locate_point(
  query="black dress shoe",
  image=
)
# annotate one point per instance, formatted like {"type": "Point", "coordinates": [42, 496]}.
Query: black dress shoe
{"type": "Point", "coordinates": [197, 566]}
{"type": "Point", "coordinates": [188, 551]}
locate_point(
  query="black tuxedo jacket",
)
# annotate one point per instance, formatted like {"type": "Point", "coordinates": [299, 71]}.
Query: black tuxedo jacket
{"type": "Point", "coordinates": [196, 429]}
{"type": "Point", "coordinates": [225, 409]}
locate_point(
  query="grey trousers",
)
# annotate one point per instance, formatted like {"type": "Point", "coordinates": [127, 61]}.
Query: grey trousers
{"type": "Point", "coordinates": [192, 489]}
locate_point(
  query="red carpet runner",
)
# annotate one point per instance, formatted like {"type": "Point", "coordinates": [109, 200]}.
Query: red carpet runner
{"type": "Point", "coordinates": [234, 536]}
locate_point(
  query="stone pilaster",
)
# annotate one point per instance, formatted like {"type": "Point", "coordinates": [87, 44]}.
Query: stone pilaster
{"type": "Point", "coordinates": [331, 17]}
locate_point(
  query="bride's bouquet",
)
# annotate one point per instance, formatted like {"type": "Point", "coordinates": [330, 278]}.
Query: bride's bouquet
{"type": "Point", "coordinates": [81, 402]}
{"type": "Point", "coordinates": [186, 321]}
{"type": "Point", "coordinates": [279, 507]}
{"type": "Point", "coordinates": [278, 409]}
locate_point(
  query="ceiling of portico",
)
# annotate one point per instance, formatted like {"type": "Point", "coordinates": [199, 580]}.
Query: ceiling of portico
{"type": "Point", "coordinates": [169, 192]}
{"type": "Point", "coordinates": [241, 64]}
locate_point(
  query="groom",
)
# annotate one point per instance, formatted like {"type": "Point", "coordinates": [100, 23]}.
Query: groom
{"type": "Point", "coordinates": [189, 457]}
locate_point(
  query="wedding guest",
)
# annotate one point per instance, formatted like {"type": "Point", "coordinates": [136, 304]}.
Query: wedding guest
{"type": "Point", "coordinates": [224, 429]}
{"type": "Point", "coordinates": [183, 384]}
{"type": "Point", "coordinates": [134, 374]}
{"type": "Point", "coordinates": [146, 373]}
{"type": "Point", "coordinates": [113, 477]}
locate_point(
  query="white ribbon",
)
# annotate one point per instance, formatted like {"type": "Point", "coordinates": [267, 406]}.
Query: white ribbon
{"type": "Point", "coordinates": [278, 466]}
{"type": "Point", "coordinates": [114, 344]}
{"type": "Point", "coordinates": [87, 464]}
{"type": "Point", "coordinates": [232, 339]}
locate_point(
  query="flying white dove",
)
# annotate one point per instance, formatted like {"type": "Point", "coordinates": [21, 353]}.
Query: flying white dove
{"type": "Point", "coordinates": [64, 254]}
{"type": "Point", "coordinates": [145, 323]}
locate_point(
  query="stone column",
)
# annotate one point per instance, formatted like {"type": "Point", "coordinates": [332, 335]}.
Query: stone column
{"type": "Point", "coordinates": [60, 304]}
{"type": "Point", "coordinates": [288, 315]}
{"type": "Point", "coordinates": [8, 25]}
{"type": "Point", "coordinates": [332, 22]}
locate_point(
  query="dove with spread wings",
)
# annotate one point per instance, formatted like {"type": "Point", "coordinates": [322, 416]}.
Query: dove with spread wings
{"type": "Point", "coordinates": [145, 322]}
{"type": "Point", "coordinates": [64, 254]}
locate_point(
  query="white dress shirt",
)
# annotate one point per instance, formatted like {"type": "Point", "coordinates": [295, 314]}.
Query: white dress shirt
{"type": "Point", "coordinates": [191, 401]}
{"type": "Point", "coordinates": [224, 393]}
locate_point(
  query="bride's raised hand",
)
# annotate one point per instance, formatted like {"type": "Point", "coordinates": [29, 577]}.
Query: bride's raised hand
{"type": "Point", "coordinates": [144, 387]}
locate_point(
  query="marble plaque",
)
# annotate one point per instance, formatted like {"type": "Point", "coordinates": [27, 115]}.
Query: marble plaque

____________

» Instruction:
Repeat every record, keeping each word and mark exactly as it is.

» Exercise result:
locate_point(
  query="black dress shoe",
  image=
)
# annotate one point per instance, formatted like {"type": "Point", "coordinates": [42, 496]}.
Query: black dress shoe
{"type": "Point", "coordinates": [197, 566]}
{"type": "Point", "coordinates": [188, 551]}
locate_point(
  query="black tuxedo jacket",
)
# annotate one point per instance, formatted like {"type": "Point", "coordinates": [299, 71]}.
Query: black tuxedo jacket
{"type": "Point", "coordinates": [196, 429]}
{"type": "Point", "coordinates": [225, 409]}
locate_point(
  query="grey trousers",
)
# annotate one point per instance, formatted like {"type": "Point", "coordinates": [127, 61]}.
Query: grey trousers
{"type": "Point", "coordinates": [192, 489]}
locate_point(
  query="red carpet runner",
)
# annotate one point per instance, formatted like {"type": "Point", "coordinates": [109, 200]}.
Query: red carpet runner
{"type": "Point", "coordinates": [234, 536]}
locate_point(
  query="stone pilaster",
)
# annotate one point per instance, formatted like {"type": "Point", "coordinates": [87, 44]}.
Query: stone pilaster
{"type": "Point", "coordinates": [331, 17]}
locate_point(
  query="bride's bouquet",
)
# annotate one point per instance, formatted like {"type": "Point", "coordinates": [330, 278]}.
Query: bride's bouquet
{"type": "Point", "coordinates": [81, 402]}
{"type": "Point", "coordinates": [186, 321]}
{"type": "Point", "coordinates": [279, 507]}
{"type": "Point", "coordinates": [278, 409]}
locate_point(
  query="ceiling of portico",
)
# annotate one point per instance, formatted like {"type": "Point", "coordinates": [199, 580]}.
Query: ceiling of portico
{"type": "Point", "coordinates": [169, 192]}
{"type": "Point", "coordinates": [241, 64]}
locate_point(
  query="groom",
)
# annotate one point per instance, formatted like {"type": "Point", "coordinates": [100, 23]}.
Query: groom
{"type": "Point", "coordinates": [189, 457]}
locate_point(
  query="wedding guest",
)
# annotate one point per instance, formatted like {"type": "Point", "coordinates": [136, 304]}.
Query: wedding guest
{"type": "Point", "coordinates": [224, 429]}
{"type": "Point", "coordinates": [183, 384]}
{"type": "Point", "coordinates": [134, 374]}
{"type": "Point", "coordinates": [146, 373]}
{"type": "Point", "coordinates": [113, 477]}
locate_point(
  query="white ribbon",
)
# annotate one point per instance, formatted like {"type": "Point", "coordinates": [267, 406]}.
Query: white ribbon
{"type": "Point", "coordinates": [278, 466]}
{"type": "Point", "coordinates": [114, 344]}
{"type": "Point", "coordinates": [87, 464]}
{"type": "Point", "coordinates": [232, 339]}
locate_point(
  query="flying white dove",
)
# annotate one point per instance, formatted like {"type": "Point", "coordinates": [21, 353]}.
Query: flying white dove
{"type": "Point", "coordinates": [64, 254]}
{"type": "Point", "coordinates": [145, 323]}
locate_point(
  query="stone column",
)
# annotate one point per instance, formatted like {"type": "Point", "coordinates": [332, 335]}.
Query: stone column
{"type": "Point", "coordinates": [60, 304]}
{"type": "Point", "coordinates": [288, 315]}
{"type": "Point", "coordinates": [8, 25]}
{"type": "Point", "coordinates": [332, 22]}
locate_point(
  query="dove with spread wings",
)
# annotate one point per instance, formatted like {"type": "Point", "coordinates": [322, 416]}.
Query: dove with spread wings
{"type": "Point", "coordinates": [145, 322]}
{"type": "Point", "coordinates": [64, 254]}
locate_point(
  query="white dress shirt",
)
# annotate one point per instance, formatted like {"type": "Point", "coordinates": [295, 314]}.
Query: white dress shirt
{"type": "Point", "coordinates": [191, 401]}
{"type": "Point", "coordinates": [224, 393]}
locate_point(
  query="bride's raised hand",
)
# annotate one point per instance, formatted like {"type": "Point", "coordinates": [29, 577]}.
Query: bride's raised hand
{"type": "Point", "coordinates": [144, 387]}
locate_point(
  query="marble plaque",
)
# annotate one point per instance, formatted like {"type": "Point", "coordinates": [27, 115]}.
Query: marble plaque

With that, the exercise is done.